━━━ KUTIPAN PILIHAN

Pilihan ke PBB untuk mendapatkan keanggotaan penuh sebagai negara
“merdeka” tidak didasari pada kajian nasional Palestina yang mendalam.
Juga tidak disampaikan atau dikaji secara sistematik oleh para penentu
kebijakan Palestina, dengan mempertimbangkan semua dampak dan efeknya.
Tanpa visi yang jelas, dan tanpa memperhatikan perkembangan situasi
terkini.
Barangkali penjelasan dari anggota Dewan Nasional Palestina, Soeb
Oraekat tentang pertarungan Palestina dan kesiapan Palestina di semua
level, sebagai pembuka tabir bagi pilihan September ini. Sebuah
pernyataan yang jauh dari fakta dan realita di lapangan.
Hingga kini, pimpinan OP, khususnya Abbas, belum menyepakati rumusan
teks yang nanti akan disampaikan di PBB bulan September meminta
keanggotaan negara Palestina. Mereka pun juga belum menentukan untuk
pergi kepada DK PBB terlebih dulu, sebelum ke Majelis Umum PBB. Atau
karena peluang sukses di DK PBB sangat kecil, karena akan menghadapi hak
veto Amerika, akhirnya mereka memilih jalan pintas ke Majelis Umum PBB.
OP berikut pejabat-pejabatnya tidak tahu apa yang terjadi sebenarnya.
Keputusan pergi ke PBB hanya diputuskan oleh Abbas bersama orang-orang
terbatas saja, mereka yang dekat dengan Abu Mazen. Nampaknya, keputusan
itu hanya di tangan Abbas sendiri.
Kelima: pilihan (September) ini terlihat kamuflase dan formalitas
semata, jauh dari fakta dan realita di lapangan. Lalu apa artinya orang
Palestina mendapatakan “negara” namun hanya sebatas bangunan tanpa
pondasi, tanpa isi. Apalah artinya “negara” bila tak berdaulat atas
wilayah-wilayah kekuasaannya. Karena wilayah-wilayah tersebut
terkungkung dalam jeratan Zionis Israel.
Bagaimana mungkin disebut sebagai “negara” berdaulat jika Mahmud Abbas
sendiri tidak bisa bergerak dengan bebas, dari satu wilayah ke wilayah
lain, tanpa diizinkan terlebih dulu oleh pihak Zionis Israel. Sementara,
hanya hitungan detik, tank-tank dan peralatan perang Zionis Israel
dengan mudahnya menduduki wilayah Palestina tanpa ragu, tanpa peduli
dengan kedaulatan Palestina.

━━━━━━

TUJUAN ANDA: Teruskan tulisan tentang langkah Palestina meminta keanggotaan penuh di PBB, mulai setelah kalimat terakhirnya.

━━━ DATA TERCATAT

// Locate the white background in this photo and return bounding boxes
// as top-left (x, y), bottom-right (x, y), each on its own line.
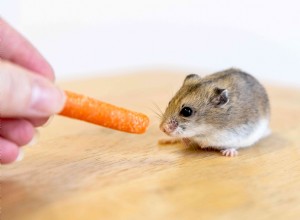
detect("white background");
top-left (0, 0), bottom-right (300, 87)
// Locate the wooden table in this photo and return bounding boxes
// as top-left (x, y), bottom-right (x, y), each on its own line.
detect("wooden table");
top-left (0, 71), bottom-right (300, 220)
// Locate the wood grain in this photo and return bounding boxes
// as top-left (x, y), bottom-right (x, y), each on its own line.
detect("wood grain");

━━━━━━

HASIL:
Keenam: pilihan (September) ini memandang sepele atas beberapa
prioritas kerja nasional Palestina dengan maksud ingin menggagalkannya,
khususnya rekonsiliasi nasional Palestina yang sudah disepakati pada
bulan Mei lalu.
Setiap orang Palestina meyakini bahwa rekonsiliasi ini perlu dijaga dan
menjadi prioritas kerja nasional sebelum memilih kerja-kerja lainnya.
Dengan tujuan agar bisa keluar dari krisis internal yang menyebabkan
rakyat Palestina hidup dalam ketidak-pastian. Kemudian bersatu padu
menghadapi kekejaman Israel, tidak terpecah belah.
Penutup
Dengan catatan-catatan di atas, nampaknya keinginan Mahmud Abbas untuk
pergi ke PBB pada bulan September nanti merupakan langkah yang tidak
jelas dan tidak memperhatikan dampak-dampaknya di masa mendatang.
Untuk itu, tak ada jalan lain kecuali menyatukan langkah untuk membuat
langkah-langkah strategis komprehensif yang disepakati oleh semua elemen
masyarakat Palestina. Langkah-langkah itu berisikan mekanisme detail
untuk bisa keluar dari krisis yang akan menghantam isu Palestina dan
bangsanya. Juga berisi tentang pandangan dan alternatif nasional yang
bisa berinteraksi dengan fase-fase mendatang, jauh dari agenda dan
intervensi pihak asing.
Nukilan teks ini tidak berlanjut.